> **提供テキスト**:
10日前から鼻汁がでるという妊婦が発熱外来に受診してきた。「今、熱がないのに何で発熱外来に来たの?」と聞いてみた。その人は10日前に鼻汁がではじめ、熱はなかったんだけど発熱外来受診し、コロナの検査をして陰性だったそうだ。それからずっと鼻汁がとまらなかったらしい。どこの医療機関に電話しても、発熱外来はいっぱいだからと断られて診てもらえないらしい。

 

ここまで書いて、なぜこの人は断られたのか、気づく人は医者ぐらいかもしれない。コロナなどまったく関係ない。妊娠しているから、受診してくるなと追い払われているのだ。

 

何年か前に、妊婦さんをみると診療報酬上加算がつくようになった。つまり、診察料を高くとれるようにしたのだ。なぜそうしたのか。それは妊婦さんの診察があちこちで断られるからだ。断るほうがどうかと思うが、診察料を高くしてあげれば、断らなくなるだろう。これが国の考え方である。しかし、このことが知れ渡ると、政治家たちが批判しはじめた。「妊婦を差別しているのか。なんで妊娠していると、診察料が高くなるんだ。」というわけだ。正論である。このため、妊婦への加算は、6か月でなくなった。

 

また、妊婦さんの診察が断られるケースが続出するこになったろう。ただし、妊娠しているからという理由では断れない。「発熱外来はいっぱいだから」と断るのである。そもそも発熱していないし、コロナの検査も最初に受けて陰性だし、10日もたっているからコロナであっても感染力はないし。診ない理由はまったくない。当の本人はコロナかもしれないと思って、当院の発熱外来を受診してきたのだろう。

> **抽出エントリ**:
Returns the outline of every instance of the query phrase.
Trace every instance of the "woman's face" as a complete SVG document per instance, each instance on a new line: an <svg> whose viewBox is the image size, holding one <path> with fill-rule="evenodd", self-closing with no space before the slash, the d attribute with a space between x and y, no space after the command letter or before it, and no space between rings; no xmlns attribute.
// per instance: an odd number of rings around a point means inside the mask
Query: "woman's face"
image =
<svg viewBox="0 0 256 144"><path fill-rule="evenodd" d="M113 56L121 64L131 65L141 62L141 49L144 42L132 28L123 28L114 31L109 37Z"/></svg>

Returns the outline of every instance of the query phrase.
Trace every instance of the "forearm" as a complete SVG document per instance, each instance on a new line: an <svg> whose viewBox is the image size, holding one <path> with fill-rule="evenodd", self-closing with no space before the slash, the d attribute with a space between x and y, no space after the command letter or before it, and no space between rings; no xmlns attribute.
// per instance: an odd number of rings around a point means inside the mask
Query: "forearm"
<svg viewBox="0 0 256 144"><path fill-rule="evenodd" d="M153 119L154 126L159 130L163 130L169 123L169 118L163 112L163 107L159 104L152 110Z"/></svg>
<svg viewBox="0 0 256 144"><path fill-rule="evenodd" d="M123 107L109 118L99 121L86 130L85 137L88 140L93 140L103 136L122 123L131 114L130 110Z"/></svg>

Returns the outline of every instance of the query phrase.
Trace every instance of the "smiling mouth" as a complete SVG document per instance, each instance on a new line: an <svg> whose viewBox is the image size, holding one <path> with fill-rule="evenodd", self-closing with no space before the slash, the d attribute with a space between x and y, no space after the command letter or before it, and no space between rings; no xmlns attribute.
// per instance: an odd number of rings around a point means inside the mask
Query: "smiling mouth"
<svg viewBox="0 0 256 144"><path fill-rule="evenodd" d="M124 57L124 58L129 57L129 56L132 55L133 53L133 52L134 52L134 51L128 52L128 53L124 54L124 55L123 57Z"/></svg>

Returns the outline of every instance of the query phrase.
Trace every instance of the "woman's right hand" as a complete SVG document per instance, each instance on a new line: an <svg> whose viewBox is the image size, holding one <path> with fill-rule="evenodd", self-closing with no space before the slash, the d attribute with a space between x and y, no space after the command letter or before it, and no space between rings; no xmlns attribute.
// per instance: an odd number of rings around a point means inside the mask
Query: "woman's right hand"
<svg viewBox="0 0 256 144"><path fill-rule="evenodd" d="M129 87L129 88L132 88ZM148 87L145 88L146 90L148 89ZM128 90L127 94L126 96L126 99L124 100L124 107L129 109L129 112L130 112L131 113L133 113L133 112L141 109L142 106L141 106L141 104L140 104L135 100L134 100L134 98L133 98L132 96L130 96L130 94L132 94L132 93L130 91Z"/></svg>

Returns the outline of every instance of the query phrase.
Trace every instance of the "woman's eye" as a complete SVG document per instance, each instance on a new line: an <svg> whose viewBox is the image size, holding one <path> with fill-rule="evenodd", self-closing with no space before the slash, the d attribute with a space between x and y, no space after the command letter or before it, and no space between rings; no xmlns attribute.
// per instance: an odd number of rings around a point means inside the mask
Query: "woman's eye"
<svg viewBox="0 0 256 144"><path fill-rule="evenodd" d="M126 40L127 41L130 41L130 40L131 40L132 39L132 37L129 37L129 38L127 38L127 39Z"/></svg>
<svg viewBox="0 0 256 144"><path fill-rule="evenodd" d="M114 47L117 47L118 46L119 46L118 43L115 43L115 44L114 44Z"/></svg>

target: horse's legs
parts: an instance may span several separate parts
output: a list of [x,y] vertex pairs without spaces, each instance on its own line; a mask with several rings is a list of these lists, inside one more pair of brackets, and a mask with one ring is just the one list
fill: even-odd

> **作業内容**:
1. 妊婦の受診についての文章の内容と、次の(a)〜(c)は合っていますか?それぞれ「はい」か「いいえ」で答え、判断の決め手となる本文の語句をそのまま引用してください。
(a) 受診した妊婦は、最初のコロナの検査で陽性だった。
(b) 妊婦への診療報酬の加算は、6か月でなくなった。
(c) 受診した妊婦は、発熱していた。
2. 妊婦の受診についての文章を、最後の文のあとから書き継いでください。
エントリはここでは使いません。

> **番号別解答**:
1.
(a) いいえ:「コロナの検査をして陰性だったそうだ」
(b) はい:「妊婦への加算は、6か月でなくなった」
(c) いいえ:「そもそも発熱していないし」

2.
 

妊娠を理由では断りづらいので、他の理由を何か探してくる。予約がいっぱいだというのもよくある手段である。本音で理由を言って断ると、あとあと問題なので、いかにもこちらは落ち度がないんだというような体で断る。だから、患者もひどい仕打ちを受けていることに気づかない。

 

当院の発熱外来受診して何をしたか。コロナの検査はしません。鼻水を抑える薬をだして終わりです。主訴は鼻水がとまらないだから。10日我慢しなくてもすぐにくればいいだろう。そう思ったのですが、本人が言うのには、受診できるかと聞くと、断られてしまうというのです。

 

僕のポリシーです。とにかく一度受診してほしい。自分の手に負えない病気は他に紹介したりして、自分がなんとかします。最後はゴールまでもっていきます。